» Exercise goal: The job is to output each record exactly as it stands, pictures excluded.
════════
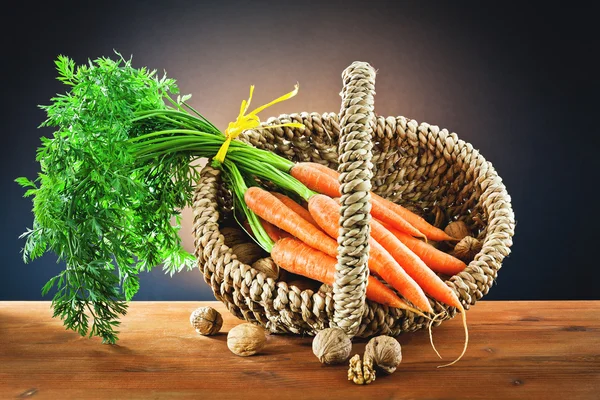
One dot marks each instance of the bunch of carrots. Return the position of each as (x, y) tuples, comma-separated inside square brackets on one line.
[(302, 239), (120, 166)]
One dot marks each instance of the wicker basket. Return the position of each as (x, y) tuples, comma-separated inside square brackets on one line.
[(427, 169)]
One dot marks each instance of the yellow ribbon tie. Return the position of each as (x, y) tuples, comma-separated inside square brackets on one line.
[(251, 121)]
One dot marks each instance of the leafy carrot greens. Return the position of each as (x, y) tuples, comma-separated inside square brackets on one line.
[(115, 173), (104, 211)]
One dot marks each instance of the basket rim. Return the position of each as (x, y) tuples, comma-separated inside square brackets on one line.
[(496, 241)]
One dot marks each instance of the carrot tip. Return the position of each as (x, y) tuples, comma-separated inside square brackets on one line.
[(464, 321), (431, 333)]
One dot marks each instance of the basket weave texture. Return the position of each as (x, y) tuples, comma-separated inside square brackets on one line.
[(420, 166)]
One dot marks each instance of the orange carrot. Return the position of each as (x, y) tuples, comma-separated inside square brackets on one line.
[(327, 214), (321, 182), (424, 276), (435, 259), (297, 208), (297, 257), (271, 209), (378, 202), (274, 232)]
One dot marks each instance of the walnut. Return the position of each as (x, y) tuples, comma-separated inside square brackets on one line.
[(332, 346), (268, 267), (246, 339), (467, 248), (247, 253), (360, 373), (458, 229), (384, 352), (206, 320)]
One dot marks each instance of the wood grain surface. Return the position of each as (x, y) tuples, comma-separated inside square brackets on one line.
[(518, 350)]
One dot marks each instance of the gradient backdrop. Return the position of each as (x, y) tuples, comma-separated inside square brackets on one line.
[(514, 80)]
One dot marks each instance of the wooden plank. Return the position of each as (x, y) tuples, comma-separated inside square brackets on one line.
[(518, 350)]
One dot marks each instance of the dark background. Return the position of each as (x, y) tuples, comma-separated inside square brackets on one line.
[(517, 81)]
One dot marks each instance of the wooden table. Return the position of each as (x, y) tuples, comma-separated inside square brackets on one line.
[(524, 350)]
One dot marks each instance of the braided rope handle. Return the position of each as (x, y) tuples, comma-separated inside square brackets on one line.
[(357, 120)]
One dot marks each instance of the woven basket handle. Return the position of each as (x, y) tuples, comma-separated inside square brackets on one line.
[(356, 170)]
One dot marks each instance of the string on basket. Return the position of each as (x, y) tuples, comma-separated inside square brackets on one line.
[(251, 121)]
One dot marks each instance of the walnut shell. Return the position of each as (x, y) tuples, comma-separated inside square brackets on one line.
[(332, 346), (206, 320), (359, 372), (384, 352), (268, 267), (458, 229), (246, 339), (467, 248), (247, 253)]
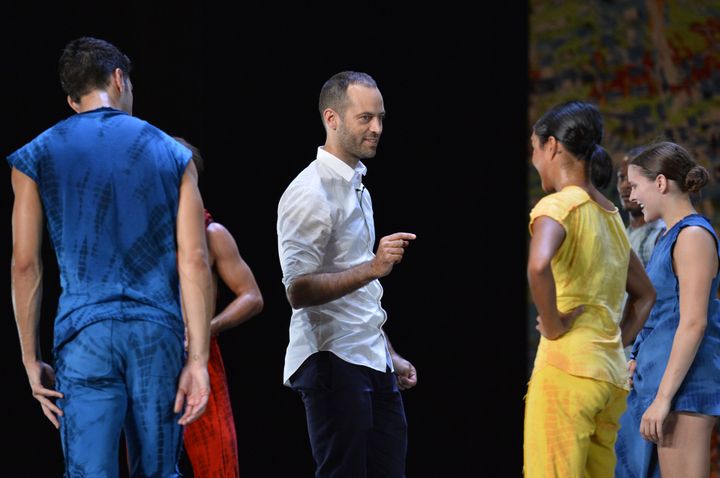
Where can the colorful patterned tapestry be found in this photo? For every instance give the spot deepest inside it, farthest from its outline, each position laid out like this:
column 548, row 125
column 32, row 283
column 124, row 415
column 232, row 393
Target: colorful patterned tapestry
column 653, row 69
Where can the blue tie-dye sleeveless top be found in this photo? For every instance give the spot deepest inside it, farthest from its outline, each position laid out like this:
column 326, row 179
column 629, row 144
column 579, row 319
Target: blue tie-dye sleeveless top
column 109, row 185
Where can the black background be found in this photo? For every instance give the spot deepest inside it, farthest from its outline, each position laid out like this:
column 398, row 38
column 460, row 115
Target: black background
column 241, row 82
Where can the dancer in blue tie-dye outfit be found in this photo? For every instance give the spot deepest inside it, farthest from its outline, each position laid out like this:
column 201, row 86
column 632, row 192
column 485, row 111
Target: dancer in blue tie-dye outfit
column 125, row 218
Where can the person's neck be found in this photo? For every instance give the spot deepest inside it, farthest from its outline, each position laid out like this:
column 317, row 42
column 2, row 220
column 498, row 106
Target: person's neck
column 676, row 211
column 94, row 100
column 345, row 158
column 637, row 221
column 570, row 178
════════
» Exercise answer:
One dot marks each instance of the bunch of carrots. Return the position of each as (x, y) tuples, comma-separated inside square brackets on one line.
[(302, 239), (120, 166)]
One dot marks each instance of the wicker basket. Return the position of each as (x, y) tuples, comma-separated inside square brackets on one line.
[(427, 169)]
One dot marks each instance of the yellow ribbon tie. Return the position of each as (x, y) tuples, comma-separated inside square brackets on one line.
[(251, 121)]
One dot marks each instance of the leafy carrot greens. Return the position of each as (x, y) tuples, comma-separated inside square brackets on one line.
[(115, 173), (104, 211)]
One dot marks each instance of the basket rim. Return the position of each as (x, y) tuples, comma-separated inside square brackets on one line.
[(496, 241)]
One dot marks each instance of the carrot tip. Return the position of each as (x, y) tuples, comma-separated inside square brackets on one line.
[(464, 321), (431, 333)]
One dot marks each instance of the basket weave texture. Return the position of each as (x, y) tuples, comma-separated inside square brackets on one line.
[(420, 166)]
One dot marks each instance of the orange carrot. Return the position of each as (x, y) tuples, comma-separated inside square brackets on one line.
[(327, 214), (321, 182), (424, 276), (435, 259), (297, 208), (297, 257), (271, 209), (378, 202), (274, 232)]
One dot marks each instance of the walnut. Return the position of each as (x, y) tuples, comma-separated inside square brackets on one line.
[(332, 346), (268, 267), (246, 339), (467, 248), (247, 253), (360, 373), (458, 229), (384, 352), (206, 320)]
One dot marks each instance of the wood grain surface. Return the position of each as (x, y) tuples, comma-separated inside square brackets on one line.
[(518, 350)]
One dot marks each instance of the gradient backdrop. Return the position of each as (x, y) tuples, comma-separated inside square brackets on one line.
[(514, 80)]
One dot marks each instance of the wooden plank. Return the position of each as (x, y) tuples, comma-separated inside square brackets on one line.
[(518, 350)]
One dot marks each instance of the dark background. Return the position of each as (x, y) tuples, comma-separated inside square brackets on one line.
[(517, 81)]
One dot marks each instance of the wooden table. Return the position of each as (x, y) tuples, comma-separated inside square brackets on one line.
[(524, 350)]
One dot marks each instance of the braided rope handle. Return the position of each as (x, y) tuples, comma-separated inside square brackets on one line.
[(357, 120)]
One dot marks each instance of the woven basket handle. Return the position of each as (x, y) tuples, comma-separated inside square brackets on one line.
[(356, 170)]
One dot marks each instance of the string on basket. Return the position of each as (x, y) tuples, comma-separated inside square brackets on one line.
[(251, 121)]
One dot marks each instance of the walnut shell. Return the position of each as (x, y) tuples, comma-separated inside square brackets on one line.
[(332, 346), (206, 320), (359, 372), (384, 352), (268, 267), (458, 229), (246, 339), (467, 248), (247, 253)]
Where can the colorful patterned tapestry be found in this photo? For every instance give the spot deepest inside it, farthest from its outline, each position laid out like this:
column 548, row 125
column 32, row 283
column 124, row 415
column 232, row 393
Target: colorful patterned tapestry
column 653, row 69
Where can the blue tie-dye sleeveless top be found in this photo? For every instance give the spot deepest inside it, farthest from its outline, each position laid out like this:
column 326, row 179
column 629, row 144
column 579, row 319
Target: blue tie-dye sleeveless top
column 109, row 185
Where can the black background be found in this photo? For every instance give the spot deepest inside it, farthest from its outline, each position laid out like this:
column 398, row 38
column 460, row 115
Target: black background
column 241, row 82
Where can the dancer in blue tie-dye outfit be found in this photo? For every instance give the spot deepest inside it, farthest from its outline, each position laid out like this:
column 201, row 86
column 632, row 192
column 485, row 111
Target: dancer in blue tie-dye outfit
column 125, row 218
Where can the person's neck be found in this photo? For every instance give the spot deepest inside it, farthest from its outline, each position laid out like this:
column 317, row 42
column 2, row 220
column 498, row 106
Target: person's neck
column 676, row 211
column 94, row 100
column 345, row 158
column 637, row 221
column 570, row 178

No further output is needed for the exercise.